***** Records supplied
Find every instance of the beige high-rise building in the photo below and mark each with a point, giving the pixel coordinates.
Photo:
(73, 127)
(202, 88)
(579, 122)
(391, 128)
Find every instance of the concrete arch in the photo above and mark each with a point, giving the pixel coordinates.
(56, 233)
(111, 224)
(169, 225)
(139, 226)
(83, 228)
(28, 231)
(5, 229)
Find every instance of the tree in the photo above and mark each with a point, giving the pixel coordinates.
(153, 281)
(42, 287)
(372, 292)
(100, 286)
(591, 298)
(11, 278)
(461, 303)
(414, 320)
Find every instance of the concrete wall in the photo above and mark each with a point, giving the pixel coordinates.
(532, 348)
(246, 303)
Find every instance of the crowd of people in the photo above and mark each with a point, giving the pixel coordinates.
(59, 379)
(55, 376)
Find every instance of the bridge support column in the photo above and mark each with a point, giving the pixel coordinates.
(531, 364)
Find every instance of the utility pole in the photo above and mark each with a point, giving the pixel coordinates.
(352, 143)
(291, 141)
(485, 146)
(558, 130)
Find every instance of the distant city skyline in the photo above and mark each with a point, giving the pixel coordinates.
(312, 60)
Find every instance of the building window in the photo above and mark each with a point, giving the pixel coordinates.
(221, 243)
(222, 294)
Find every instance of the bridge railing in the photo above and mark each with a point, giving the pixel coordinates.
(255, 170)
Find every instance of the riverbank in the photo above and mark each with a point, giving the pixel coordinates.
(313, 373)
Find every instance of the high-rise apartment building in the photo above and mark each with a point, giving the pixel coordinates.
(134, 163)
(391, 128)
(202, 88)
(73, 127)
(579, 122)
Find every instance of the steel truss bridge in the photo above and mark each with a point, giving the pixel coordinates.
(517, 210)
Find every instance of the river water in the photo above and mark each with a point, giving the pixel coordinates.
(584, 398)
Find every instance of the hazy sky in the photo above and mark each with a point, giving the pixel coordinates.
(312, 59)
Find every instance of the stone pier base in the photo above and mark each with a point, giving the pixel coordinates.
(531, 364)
**********
All of the material must be reproduced exactly.

Find every instance of the beige high-rise building in the photo below and mark each with a point, giving the pixel coordinates.
Photo:
(73, 127)
(202, 88)
(579, 122)
(391, 128)
Find every instance of the concrete arch in the photo above and mark each with a point, giving the pixel coordinates.
(56, 233)
(111, 224)
(169, 225)
(139, 226)
(83, 228)
(28, 231)
(5, 229)
Find every instance of the tree in the photo above and mark each with a point, giving the pixel coordinates.
(153, 281)
(42, 287)
(372, 292)
(100, 286)
(591, 298)
(11, 278)
(461, 303)
(414, 320)
Find every instance of the concrete wall in the photo above and mark each with a point, giving the pixel coordinates.
(532, 348)
(246, 303)
Find every instance of the crowd of people in the photo above and mark each with a point, giving the pixel coordinates.
(59, 379)
(55, 376)
Find every instance of the bridge support column in the photo above and mark each with a point, giving the pixel coordinates.
(531, 364)
Find every instance of the utility pole in the photo above and mark each with a point, giving the pixel coordinates.
(352, 143)
(291, 141)
(485, 146)
(558, 130)
Find every instance of the distant city skyline in the photo above and mark each with a point, giving the pixel coordinates.
(312, 60)
Find every instance of the building window in the photo above and mark each with a point, giving the pixel coordinates.
(221, 243)
(222, 294)
Find every instance of the bridge railing in the photo above and mark each with a point, giving the pixel coordinates.
(255, 170)
Find every instance of the riverbank in the photo above and mark each with a point, giving the pixel coordinates.
(313, 373)
Find every instance of the high-rise apartment building in the photo above and mark each with a point, giving the pixel coordinates.
(134, 163)
(391, 128)
(202, 88)
(73, 127)
(579, 122)
Find every instance of the steel truss bridge in the photo above and mark each with a point, giving the pixel coordinates.
(517, 210)
Find every instance of the river water in the photo above and mark each with a point, giving the pixel coordinates.
(584, 398)
Find every instance of the hazy sky in the photo above and mark each with a point, giving the pixel coordinates.
(312, 59)
Find every instance of the stone pier base in the photo above and mark each with a point, giving the pixel coordinates.
(531, 364)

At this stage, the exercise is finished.